== Segment start ==

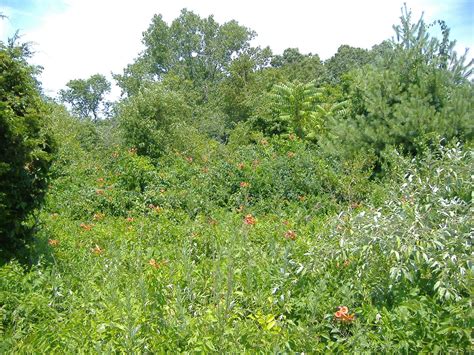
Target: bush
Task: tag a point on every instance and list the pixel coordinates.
(417, 89)
(25, 149)
(147, 119)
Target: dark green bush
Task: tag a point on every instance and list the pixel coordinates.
(25, 148)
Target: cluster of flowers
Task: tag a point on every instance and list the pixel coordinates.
(343, 315)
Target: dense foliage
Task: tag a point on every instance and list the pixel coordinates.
(237, 201)
(25, 149)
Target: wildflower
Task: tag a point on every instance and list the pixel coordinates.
(290, 235)
(155, 208)
(98, 216)
(97, 250)
(86, 227)
(343, 315)
(250, 220)
(156, 264)
(53, 242)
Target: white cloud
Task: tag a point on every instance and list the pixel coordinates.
(92, 36)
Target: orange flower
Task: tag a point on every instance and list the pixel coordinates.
(347, 318)
(98, 216)
(343, 316)
(53, 242)
(154, 264)
(86, 227)
(343, 309)
(97, 250)
(250, 220)
(212, 221)
(290, 235)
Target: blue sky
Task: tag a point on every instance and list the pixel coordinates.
(78, 38)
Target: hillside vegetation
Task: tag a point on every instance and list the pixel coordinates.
(238, 201)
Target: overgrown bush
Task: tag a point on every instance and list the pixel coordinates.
(25, 147)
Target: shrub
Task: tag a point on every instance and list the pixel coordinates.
(25, 149)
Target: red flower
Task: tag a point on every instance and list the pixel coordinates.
(53, 242)
(97, 250)
(290, 235)
(86, 227)
(250, 220)
(343, 315)
(98, 216)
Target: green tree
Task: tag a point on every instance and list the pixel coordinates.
(193, 48)
(347, 58)
(291, 108)
(148, 120)
(418, 88)
(25, 148)
(87, 96)
(304, 68)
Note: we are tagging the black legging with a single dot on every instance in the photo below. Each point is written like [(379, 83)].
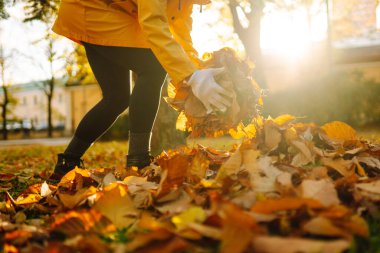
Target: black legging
[(111, 67)]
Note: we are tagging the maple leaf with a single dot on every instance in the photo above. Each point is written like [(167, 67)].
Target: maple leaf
[(238, 229), (283, 204), (271, 244), (338, 132), (175, 168), (370, 191), (323, 226), (191, 215), (116, 205), (72, 200), (321, 190)]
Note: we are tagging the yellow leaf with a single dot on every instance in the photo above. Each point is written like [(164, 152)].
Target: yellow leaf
[(339, 131), (271, 244), (242, 131), (191, 215), (70, 201), (28, 199), (117, 206), (284, 119), (181, 122), (272, 136)]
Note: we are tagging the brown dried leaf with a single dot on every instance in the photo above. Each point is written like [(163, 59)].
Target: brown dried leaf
[(322, 190), (176, 167), (72, 200), (116, 205), (283, 204), (370, 191), (323, 226), (237, 231), (267, 244)]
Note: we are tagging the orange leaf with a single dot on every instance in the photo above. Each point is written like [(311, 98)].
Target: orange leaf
[(176, 167), (237, 231), (339, 131), (284, 204)]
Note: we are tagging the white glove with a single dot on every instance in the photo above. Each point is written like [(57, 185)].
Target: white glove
[(208, 91)]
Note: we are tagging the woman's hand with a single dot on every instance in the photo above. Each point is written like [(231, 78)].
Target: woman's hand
[(208, 91)]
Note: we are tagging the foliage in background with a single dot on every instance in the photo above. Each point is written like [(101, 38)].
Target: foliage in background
[(341, 95), (119, 130)]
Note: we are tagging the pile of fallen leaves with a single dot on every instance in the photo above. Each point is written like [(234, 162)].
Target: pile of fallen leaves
[(290, 187), (237, 79)]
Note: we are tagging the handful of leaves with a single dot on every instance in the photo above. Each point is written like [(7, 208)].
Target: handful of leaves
[(237, 79)]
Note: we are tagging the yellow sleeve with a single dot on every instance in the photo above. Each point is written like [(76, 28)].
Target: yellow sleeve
[(181, 29), (154, 24)]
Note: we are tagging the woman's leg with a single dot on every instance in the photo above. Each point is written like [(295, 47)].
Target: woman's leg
[(144, 103), (113, 80), (145, 98)]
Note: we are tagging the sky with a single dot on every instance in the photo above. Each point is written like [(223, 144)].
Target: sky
[(282, 33)]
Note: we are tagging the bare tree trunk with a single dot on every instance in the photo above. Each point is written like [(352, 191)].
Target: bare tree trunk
[(250, 36), (49, 111), (5, 103), (4, 106)]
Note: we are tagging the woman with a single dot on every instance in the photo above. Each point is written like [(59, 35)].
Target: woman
[(149, 37)]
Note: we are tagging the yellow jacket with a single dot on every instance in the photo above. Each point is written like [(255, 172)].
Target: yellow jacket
[(162, 25)]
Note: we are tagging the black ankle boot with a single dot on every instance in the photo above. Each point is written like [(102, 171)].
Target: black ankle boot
[(64, 164), (140, 161)]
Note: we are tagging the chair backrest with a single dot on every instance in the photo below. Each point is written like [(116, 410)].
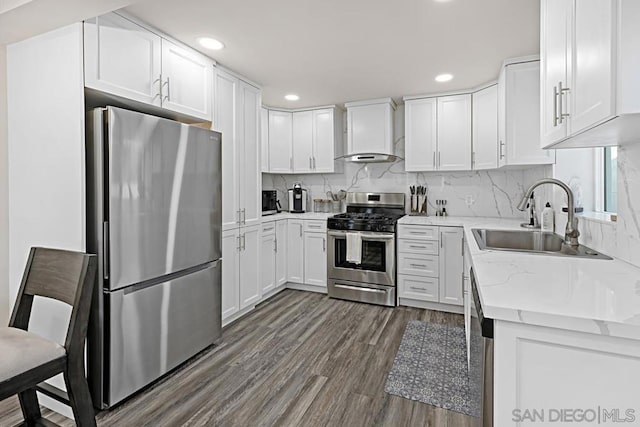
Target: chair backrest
[(66, 276)]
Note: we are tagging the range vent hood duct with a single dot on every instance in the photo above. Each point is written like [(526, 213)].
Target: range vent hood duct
[(370, 158)]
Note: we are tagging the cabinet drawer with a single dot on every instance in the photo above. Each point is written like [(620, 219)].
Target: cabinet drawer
[(416, 287), (418, 265), (427, 247), (418, 232), (268, 228), (318, 226)]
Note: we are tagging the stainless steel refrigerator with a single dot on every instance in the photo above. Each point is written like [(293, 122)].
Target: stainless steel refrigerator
[(154, 219)]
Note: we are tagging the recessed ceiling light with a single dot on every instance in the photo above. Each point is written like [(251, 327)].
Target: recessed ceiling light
[(210, 43), (444, 77)]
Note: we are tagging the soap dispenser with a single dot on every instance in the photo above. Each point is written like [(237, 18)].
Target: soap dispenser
[(548, 218)]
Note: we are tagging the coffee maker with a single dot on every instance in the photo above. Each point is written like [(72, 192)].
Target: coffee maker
[(297, 199)]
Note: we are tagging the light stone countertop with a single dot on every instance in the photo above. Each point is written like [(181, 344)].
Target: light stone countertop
[(588, 295)]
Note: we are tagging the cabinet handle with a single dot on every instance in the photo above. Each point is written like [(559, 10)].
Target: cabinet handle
[(561, 91), (555, 106), (159, 81), (168, 97)]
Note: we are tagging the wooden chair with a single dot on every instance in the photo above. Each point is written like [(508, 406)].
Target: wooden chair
[(27, 359)]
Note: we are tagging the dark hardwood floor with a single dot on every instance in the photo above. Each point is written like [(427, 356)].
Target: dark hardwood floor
[(300, 359)]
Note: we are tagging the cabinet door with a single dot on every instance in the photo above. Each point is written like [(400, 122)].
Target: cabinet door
[(280, 142), (264, 139), (281, 252), (249, 166), (268, 263), (370, 129), (555, 39), (451, 265), (324, 141), (315, 259), (522, 112), (420, 127), (485, 128), (454, 133), (592, 89), (250, 285), (225, 121), (187, 79), (230, 273), (295, 251), (122, 58), (302, 129)]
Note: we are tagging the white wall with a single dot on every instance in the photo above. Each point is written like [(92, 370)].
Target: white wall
[(4, 189)]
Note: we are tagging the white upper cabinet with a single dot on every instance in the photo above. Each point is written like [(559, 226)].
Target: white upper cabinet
[(225, 122), (438, 133), (370, 126), (589, 76), (519, 117), (420, 134), (454, 132), (484, 128), (122, 58), (249, 170), (128, 60), (327, 139), (302, 141), (264, 139), (187, 77), (280, 142), (305, 141)]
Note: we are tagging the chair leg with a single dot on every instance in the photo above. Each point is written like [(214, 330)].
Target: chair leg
[(80, 398), (30, 406)]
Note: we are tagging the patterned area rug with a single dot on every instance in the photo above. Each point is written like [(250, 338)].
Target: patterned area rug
[(431, 367)]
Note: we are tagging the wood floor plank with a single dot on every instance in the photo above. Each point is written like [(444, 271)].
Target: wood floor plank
[(299, 359)]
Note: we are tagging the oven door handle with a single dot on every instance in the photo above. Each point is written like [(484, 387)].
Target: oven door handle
[(365, 236), (358, 288)]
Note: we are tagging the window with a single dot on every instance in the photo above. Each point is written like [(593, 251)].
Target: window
[(611, 179)]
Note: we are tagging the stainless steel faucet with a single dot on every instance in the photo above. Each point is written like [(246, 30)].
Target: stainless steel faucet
[(571, 232)]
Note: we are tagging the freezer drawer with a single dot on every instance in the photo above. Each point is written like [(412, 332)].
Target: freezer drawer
[(154, 329)]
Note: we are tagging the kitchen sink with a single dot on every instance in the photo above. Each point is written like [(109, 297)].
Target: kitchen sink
[(536, 242)]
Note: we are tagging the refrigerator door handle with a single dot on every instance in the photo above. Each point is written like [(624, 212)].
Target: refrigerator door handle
[(105, 249)]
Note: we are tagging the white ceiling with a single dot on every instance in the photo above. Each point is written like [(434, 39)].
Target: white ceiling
[(335, 51)]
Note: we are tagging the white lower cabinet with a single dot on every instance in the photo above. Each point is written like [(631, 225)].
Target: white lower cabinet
[(230, 273), (281, 252), (249, 260), (268, 257), (295, 251), (430, 264), (241, 284), (315, 259)]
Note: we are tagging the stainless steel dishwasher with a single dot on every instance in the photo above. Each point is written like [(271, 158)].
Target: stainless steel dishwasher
[(481, 357)]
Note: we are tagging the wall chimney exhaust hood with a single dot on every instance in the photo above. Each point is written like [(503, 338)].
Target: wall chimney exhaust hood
[(370, 131)]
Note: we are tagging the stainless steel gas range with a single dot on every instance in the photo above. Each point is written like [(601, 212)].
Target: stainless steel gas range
[(361, 255)]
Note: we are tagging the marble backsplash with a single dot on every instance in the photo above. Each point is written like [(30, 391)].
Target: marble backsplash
[(493, 193)]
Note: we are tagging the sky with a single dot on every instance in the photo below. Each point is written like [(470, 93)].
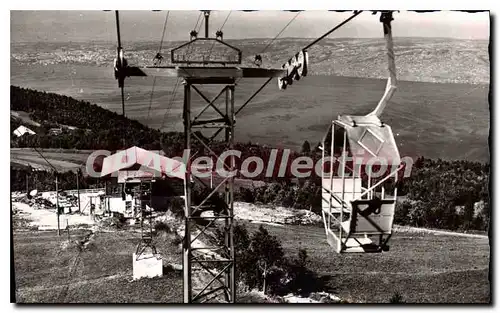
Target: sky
[(84, 26)]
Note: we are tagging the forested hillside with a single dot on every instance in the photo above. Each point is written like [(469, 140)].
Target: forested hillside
[(440, 194)]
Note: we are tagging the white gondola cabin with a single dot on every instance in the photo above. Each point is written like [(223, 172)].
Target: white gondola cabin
[(358, 186)]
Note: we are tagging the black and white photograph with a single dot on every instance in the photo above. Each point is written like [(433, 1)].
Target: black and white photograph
[(256, 156)]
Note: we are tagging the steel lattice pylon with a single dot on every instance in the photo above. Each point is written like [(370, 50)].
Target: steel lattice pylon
[(213, 276), (143, 205)]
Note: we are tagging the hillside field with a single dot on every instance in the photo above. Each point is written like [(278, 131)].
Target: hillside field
[(422, 267), (448, 121)]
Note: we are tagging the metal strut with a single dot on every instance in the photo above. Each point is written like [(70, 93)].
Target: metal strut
[(214, 261), (386, 18)]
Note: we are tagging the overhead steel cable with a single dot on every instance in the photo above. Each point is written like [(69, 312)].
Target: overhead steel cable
[(158, 57), (282, 30), (220, 30), (356, 13), (177, 83)]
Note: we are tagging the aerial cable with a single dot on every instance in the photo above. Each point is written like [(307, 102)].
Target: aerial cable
[(178, 79), (258, 57), (177, 84), (219, 33), (158, 58), (356, 13)]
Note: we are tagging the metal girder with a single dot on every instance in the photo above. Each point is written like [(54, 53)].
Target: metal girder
[(215, 264), (203, 75)]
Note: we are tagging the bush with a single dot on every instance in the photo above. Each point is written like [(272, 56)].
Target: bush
[(396, 298)]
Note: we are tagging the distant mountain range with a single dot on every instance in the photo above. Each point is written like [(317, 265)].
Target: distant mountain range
[(417, 59)]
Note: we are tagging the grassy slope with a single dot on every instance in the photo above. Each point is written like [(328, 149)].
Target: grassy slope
[(423, 268), (101, 274), (61, 159)]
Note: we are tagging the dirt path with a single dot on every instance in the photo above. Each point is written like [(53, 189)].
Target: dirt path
[(436, 231)]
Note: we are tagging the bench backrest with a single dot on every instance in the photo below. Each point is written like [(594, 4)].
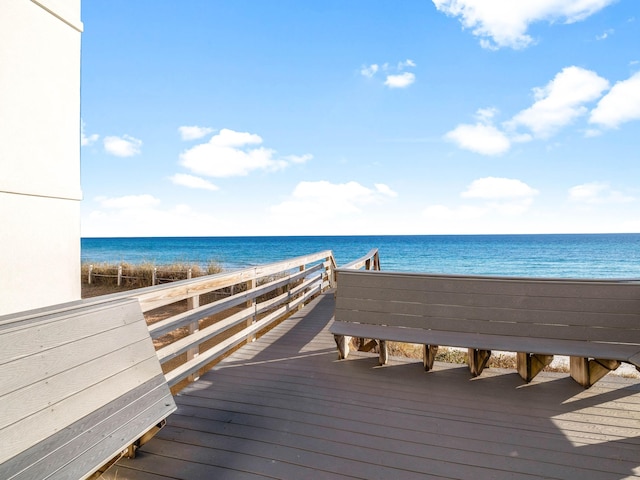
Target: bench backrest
[(79, 381), (580, 310)]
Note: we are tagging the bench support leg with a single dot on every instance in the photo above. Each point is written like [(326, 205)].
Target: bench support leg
[(384, 353), (531, 364), (429, 356), (367, 347), (587, 372), (342, 341), (478, 360)]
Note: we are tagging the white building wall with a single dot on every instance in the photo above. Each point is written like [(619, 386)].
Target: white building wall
[(39, 153)]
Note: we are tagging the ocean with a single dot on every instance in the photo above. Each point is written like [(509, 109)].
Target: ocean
[(554, 256)]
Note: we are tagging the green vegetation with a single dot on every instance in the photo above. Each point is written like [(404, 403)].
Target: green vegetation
[(141, 275)]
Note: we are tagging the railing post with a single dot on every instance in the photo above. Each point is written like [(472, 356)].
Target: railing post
[(301, 306), (193, 302), (251, 284)]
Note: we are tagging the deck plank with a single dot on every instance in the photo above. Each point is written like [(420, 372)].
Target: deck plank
[(285, 407)]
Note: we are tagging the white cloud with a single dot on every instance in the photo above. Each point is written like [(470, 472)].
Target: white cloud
[(125, 146), (556, 105), (407, 63), (463, 212), (504, 23), (605, 34), (132, 219), (298, 158), (479, 138), (402, 80), (597, 193), (491, 188), (494, 198), (620, 105), (323, 199), (560, 101), (193, 132), (369, 71), (192, 181), (231, 153), (385, 190), (84, 140), (129, 201)]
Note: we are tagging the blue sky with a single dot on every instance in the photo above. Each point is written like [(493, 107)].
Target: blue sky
[(251, 117)]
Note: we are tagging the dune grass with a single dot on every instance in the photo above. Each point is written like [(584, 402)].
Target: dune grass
[(141, 275)]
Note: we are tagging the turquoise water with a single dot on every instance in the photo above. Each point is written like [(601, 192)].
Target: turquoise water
[(558, 256)]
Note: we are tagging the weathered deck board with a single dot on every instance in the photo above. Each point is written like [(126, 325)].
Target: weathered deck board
[(285, 407)]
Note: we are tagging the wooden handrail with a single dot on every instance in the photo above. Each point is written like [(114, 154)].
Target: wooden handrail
[(254, 298), (371, 261)]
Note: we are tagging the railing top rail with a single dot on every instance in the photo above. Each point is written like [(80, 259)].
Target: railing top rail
[(497, 278), (360, 262), (159, 295)]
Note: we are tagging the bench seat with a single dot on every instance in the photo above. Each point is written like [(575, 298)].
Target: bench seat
[(596, 323), (81, 385)]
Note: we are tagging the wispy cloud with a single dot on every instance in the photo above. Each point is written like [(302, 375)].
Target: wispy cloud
[(191, 181), (194, 132), (604, 35), (125, 146), (621, 104), (597, 193), (129, 201), (498, 188), (482, 137), (369, 71), (491, 196), (230, 153), (395, 77), (402, 80), (557, 104), (323, 199), (561, 101), (504, 23)]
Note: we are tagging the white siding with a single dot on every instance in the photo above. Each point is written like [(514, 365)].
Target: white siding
[(39, 153)]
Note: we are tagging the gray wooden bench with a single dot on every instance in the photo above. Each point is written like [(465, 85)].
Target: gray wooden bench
[(595, 323), (81, 385)]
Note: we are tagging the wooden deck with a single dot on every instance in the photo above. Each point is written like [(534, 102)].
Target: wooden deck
[(285, 407)]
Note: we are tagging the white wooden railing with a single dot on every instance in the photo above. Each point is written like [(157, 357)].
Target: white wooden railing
[(252, 300)]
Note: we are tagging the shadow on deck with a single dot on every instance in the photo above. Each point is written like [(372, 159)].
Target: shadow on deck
[(285, 407)]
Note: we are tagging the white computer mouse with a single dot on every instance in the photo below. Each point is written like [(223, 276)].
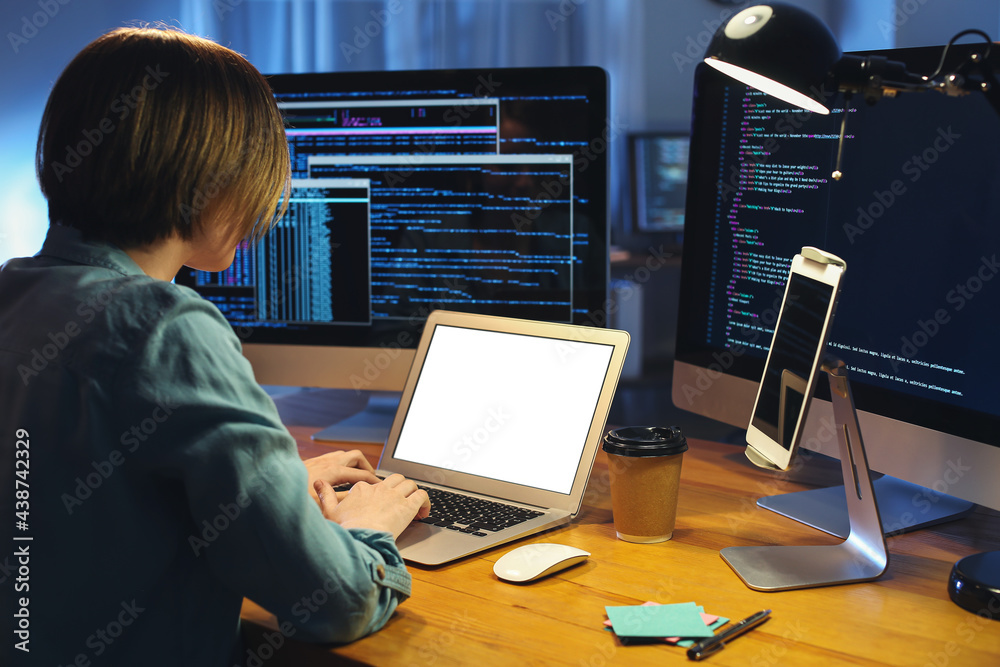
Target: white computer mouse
[(533, 561)]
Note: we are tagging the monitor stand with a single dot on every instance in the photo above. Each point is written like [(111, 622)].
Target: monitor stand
[(370, 425), (825, 509), (862, 556)]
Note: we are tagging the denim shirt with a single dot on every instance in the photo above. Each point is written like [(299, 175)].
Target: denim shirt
[(158, 485)]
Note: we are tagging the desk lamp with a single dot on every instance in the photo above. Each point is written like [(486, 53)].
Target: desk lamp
[(791, 54)]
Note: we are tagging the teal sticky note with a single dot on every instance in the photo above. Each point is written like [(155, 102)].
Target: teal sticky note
[(666, 620)]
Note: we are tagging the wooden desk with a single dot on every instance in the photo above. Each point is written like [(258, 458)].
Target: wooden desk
[(461, 614)]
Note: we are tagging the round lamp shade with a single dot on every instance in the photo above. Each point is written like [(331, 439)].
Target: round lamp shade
[(779, 49)]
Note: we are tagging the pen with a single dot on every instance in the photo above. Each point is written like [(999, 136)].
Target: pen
[(708, 646)]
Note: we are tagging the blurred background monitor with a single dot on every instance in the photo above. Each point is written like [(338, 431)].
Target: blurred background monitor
[(658, 165)]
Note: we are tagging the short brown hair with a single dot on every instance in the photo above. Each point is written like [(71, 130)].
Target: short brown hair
[(147, 128)]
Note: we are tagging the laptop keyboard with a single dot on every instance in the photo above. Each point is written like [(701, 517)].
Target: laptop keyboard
[(474, 516)]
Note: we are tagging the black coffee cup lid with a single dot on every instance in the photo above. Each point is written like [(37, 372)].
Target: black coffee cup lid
[(645, 441)]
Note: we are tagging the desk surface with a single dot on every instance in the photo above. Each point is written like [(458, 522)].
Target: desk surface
[(462, 614)]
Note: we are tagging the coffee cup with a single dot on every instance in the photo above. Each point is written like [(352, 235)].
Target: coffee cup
[(644, 463)]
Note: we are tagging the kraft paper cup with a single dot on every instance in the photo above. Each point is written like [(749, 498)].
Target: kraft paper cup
[(645, 467)]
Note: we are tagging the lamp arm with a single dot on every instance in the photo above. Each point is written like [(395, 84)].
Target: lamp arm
[(975, 74)]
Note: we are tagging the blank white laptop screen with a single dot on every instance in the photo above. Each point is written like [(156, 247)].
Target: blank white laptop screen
[(510, 407)]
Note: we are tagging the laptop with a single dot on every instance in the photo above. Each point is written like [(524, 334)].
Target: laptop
[(500, 411)]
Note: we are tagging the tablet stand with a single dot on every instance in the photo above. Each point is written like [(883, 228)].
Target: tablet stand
[(862, 556)]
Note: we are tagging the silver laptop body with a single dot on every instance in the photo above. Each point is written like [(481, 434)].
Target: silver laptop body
[(505, 410)]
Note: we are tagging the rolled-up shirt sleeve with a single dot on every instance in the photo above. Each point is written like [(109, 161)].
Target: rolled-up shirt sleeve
[(223, 452)]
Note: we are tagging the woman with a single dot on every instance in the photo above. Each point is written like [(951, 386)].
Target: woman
[(159, 485)]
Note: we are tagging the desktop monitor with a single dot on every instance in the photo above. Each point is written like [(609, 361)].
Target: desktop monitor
[(658, 166), (477, 190), (916, 217)]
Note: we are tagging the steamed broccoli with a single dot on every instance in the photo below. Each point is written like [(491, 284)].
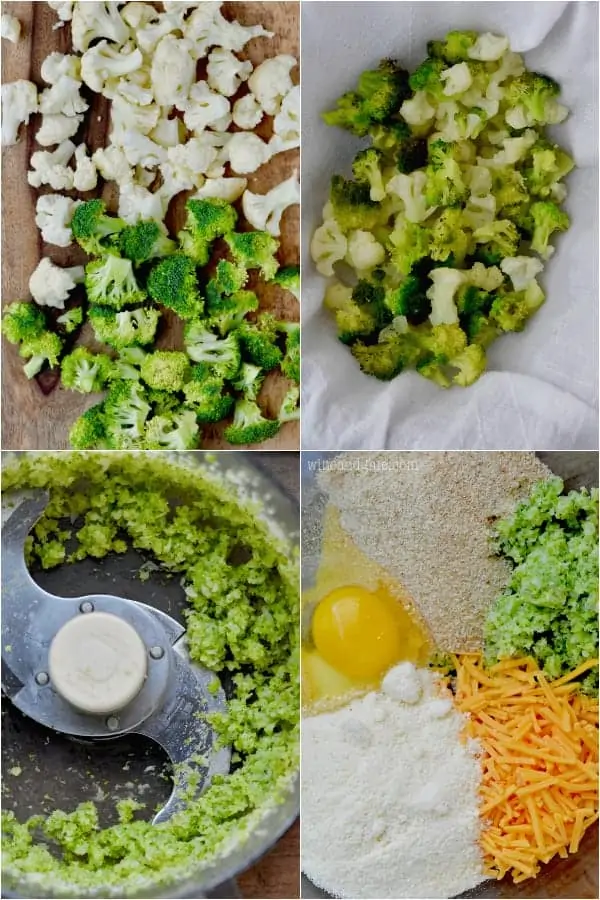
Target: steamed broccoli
[(206, 221), (249, 425), (85, 371), (127, 328), (110, 281), (91, 226), (173, 283)]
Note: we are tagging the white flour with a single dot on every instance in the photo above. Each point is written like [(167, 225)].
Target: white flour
[(390, 795)]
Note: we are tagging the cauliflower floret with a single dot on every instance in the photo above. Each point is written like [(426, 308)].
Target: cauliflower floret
[(10, 28), (173, 71), (246, 152), (225, 72), (57, 128), (19, 101), (94, 20), (204, 108), (271, 82), (247, 112), (264, 211), (50, 167), (49, 285), (53, 214)]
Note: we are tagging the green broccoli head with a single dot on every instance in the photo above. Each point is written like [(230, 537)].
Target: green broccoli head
[(249, 426), (145, 240), (127, 328), (92, 228), (255, 250), (110, 281), (173, 283), (22, 321), (85, 371), (203, 346), (206, 221), (165, 370)]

== Segment end ==

From the material above, output only the span of lines that starts at the one containing "Note: we are tagging the marble" and finishes at the one containing "Note: we are tagging the forested", word for word and free of pictures.

* **EXERCISE OUTPUT**
Note: we are tagging the marble backsplash with a single dot on every instance in the photo above. Each point is written like [(30, 391)].
Target: marble backsplash
[(493, 193)]
Note: we are tagging the sky with a single dot on every instance in the photo below. Each point is written like [(470, 93)].
Target: sky
[(84, 26)]
Note: we are tagging the forested hillside with a single dot on every instance in the photo above. Each point is written like [(469, 140)].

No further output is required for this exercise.